List every line in the records below that contains the word "display", copying each line in full. Case counts.
□ □ □
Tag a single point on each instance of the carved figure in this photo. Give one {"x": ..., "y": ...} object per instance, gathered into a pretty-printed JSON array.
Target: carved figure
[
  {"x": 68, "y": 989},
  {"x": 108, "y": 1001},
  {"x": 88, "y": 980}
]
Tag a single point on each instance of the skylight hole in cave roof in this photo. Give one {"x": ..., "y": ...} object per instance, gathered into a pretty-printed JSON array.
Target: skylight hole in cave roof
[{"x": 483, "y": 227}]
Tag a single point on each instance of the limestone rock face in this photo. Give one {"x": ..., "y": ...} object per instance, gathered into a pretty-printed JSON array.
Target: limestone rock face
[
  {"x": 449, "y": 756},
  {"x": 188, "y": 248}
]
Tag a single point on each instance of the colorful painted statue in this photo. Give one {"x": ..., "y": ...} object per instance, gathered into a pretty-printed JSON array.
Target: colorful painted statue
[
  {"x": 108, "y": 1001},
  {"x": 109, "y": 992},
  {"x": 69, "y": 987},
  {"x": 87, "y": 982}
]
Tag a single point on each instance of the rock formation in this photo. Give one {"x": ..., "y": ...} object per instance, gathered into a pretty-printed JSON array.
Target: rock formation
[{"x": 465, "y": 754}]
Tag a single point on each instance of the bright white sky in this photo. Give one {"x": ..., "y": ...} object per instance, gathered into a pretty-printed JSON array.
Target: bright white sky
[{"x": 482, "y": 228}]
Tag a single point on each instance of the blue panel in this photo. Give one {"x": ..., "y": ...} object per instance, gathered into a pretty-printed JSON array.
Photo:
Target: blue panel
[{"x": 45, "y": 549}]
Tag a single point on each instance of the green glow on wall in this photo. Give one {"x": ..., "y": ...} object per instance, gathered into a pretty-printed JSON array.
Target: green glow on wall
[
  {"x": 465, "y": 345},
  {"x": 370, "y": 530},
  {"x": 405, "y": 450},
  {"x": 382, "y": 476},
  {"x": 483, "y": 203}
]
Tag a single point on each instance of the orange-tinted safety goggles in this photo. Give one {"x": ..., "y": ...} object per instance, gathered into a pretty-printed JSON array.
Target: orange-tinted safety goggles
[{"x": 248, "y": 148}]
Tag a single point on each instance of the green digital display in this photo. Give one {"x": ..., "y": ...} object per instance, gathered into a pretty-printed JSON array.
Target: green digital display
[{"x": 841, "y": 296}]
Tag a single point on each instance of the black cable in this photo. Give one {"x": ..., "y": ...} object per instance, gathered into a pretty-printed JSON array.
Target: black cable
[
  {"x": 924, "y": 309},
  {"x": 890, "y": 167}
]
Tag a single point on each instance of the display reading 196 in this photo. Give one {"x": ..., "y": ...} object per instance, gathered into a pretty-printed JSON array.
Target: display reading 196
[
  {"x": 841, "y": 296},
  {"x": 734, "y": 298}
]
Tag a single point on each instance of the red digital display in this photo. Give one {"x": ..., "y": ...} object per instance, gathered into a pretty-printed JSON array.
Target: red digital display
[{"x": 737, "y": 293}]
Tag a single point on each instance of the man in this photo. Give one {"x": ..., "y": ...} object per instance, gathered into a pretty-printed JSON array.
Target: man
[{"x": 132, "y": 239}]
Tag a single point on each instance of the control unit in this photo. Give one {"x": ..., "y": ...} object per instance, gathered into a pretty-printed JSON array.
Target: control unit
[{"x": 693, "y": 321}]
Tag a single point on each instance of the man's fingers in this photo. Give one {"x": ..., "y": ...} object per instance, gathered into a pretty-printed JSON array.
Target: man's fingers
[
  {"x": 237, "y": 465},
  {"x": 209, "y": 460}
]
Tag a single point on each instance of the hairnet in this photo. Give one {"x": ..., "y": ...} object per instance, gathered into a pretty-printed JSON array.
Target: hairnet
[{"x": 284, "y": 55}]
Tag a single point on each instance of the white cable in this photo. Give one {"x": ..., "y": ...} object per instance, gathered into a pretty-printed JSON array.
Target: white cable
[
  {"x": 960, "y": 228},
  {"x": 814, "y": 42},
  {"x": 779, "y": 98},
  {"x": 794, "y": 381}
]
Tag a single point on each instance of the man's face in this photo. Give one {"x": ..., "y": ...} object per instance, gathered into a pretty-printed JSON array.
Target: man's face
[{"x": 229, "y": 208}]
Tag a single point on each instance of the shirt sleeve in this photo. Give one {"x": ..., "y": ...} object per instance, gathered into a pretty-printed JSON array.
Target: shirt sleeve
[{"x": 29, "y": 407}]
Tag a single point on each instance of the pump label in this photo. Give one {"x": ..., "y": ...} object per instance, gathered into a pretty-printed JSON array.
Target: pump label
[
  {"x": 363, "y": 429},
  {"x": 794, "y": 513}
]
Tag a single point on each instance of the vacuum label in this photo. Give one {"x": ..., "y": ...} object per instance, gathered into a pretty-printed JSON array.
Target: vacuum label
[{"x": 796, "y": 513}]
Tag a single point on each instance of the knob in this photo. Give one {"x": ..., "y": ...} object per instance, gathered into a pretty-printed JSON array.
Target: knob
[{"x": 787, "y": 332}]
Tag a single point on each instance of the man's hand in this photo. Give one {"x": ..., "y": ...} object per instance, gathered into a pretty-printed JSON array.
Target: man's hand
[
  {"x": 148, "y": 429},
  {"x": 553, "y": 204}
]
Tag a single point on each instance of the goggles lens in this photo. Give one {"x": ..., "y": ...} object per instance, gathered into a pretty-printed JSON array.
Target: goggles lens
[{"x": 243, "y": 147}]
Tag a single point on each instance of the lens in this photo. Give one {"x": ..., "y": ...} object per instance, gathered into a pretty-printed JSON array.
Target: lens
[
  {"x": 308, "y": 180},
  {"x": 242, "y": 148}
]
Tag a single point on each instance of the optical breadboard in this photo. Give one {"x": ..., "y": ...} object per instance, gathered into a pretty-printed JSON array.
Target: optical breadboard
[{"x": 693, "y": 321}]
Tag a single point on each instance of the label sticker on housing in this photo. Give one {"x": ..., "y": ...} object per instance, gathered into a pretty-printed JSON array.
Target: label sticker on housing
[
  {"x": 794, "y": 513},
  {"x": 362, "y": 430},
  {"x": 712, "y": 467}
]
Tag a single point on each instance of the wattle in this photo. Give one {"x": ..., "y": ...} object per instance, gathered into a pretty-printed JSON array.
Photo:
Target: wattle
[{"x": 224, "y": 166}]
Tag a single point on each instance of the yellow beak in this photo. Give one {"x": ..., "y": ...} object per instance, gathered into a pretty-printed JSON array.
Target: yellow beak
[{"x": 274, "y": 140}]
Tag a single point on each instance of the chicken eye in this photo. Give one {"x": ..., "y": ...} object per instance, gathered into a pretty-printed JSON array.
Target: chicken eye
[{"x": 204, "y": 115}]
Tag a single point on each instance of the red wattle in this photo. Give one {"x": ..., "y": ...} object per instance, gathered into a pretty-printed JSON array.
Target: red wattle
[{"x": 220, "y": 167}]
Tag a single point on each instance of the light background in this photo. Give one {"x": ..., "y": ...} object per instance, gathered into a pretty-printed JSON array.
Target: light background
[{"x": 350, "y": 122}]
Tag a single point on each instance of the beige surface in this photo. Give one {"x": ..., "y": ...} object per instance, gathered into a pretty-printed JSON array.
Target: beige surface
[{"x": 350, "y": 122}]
□ □ □
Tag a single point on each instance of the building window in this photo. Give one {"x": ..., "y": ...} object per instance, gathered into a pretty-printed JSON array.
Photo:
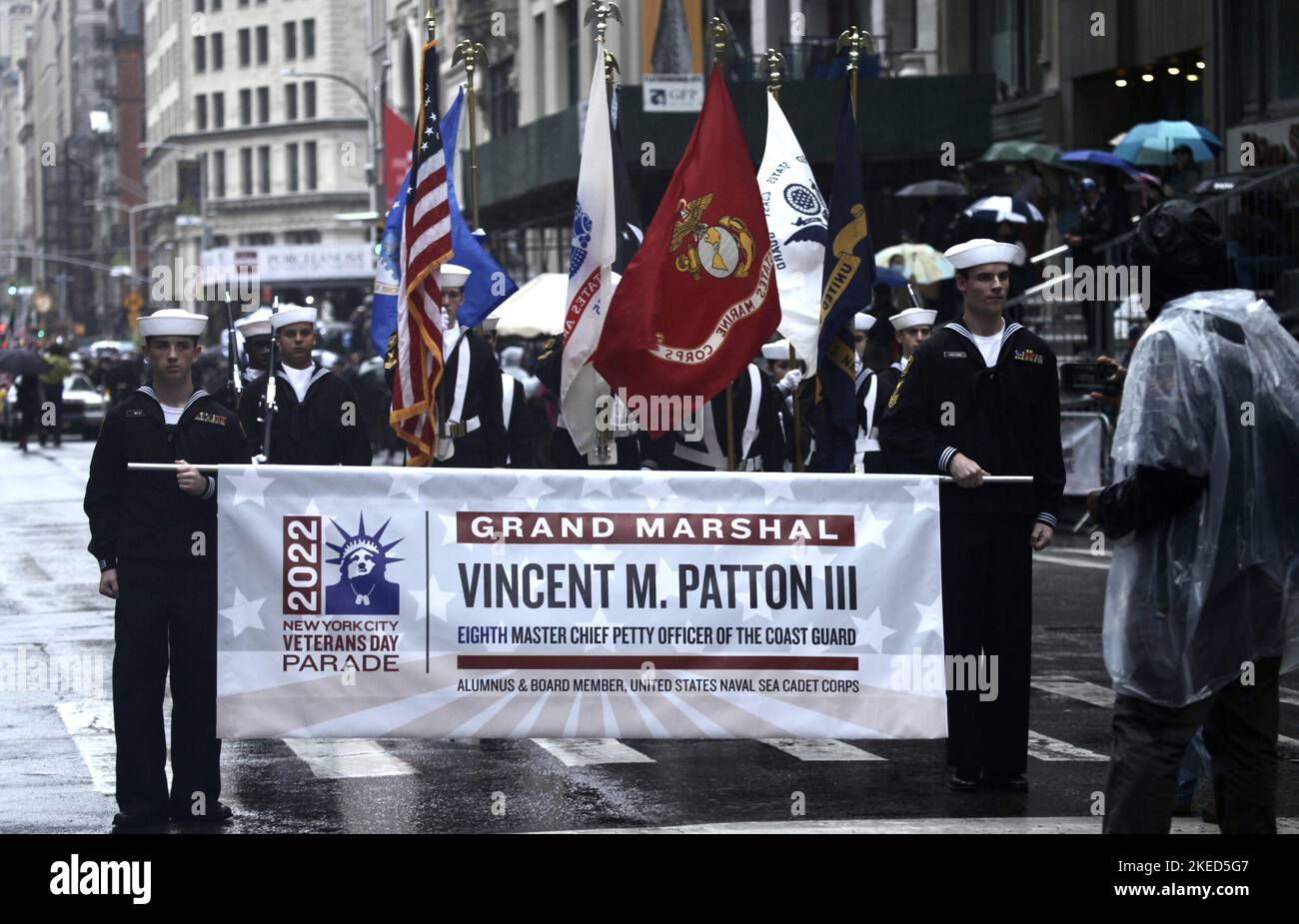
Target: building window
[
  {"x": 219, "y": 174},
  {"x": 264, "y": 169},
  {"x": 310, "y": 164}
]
□ □ □
_ANSWER TO THE PROBLEM:_
Tag a single point on each instance of the green digital display in this photo. Give one {"x": ..., "y": ...} object per instance, gathered into a pretty-printed JSON array.
Target: green digital display
Tag a single point on each instance of the display reading 196 in this photo. Give one {"x": ..., "y": ...} object per instance, gathered into a pretty-printed JSON array.
Target: display reading 196
Tag a single point on each instance of the red digital display in this photo. Give one {"x": ..., "y": ...} object per instance, gathered into a pretty-printed JSON array.
Target: red digital display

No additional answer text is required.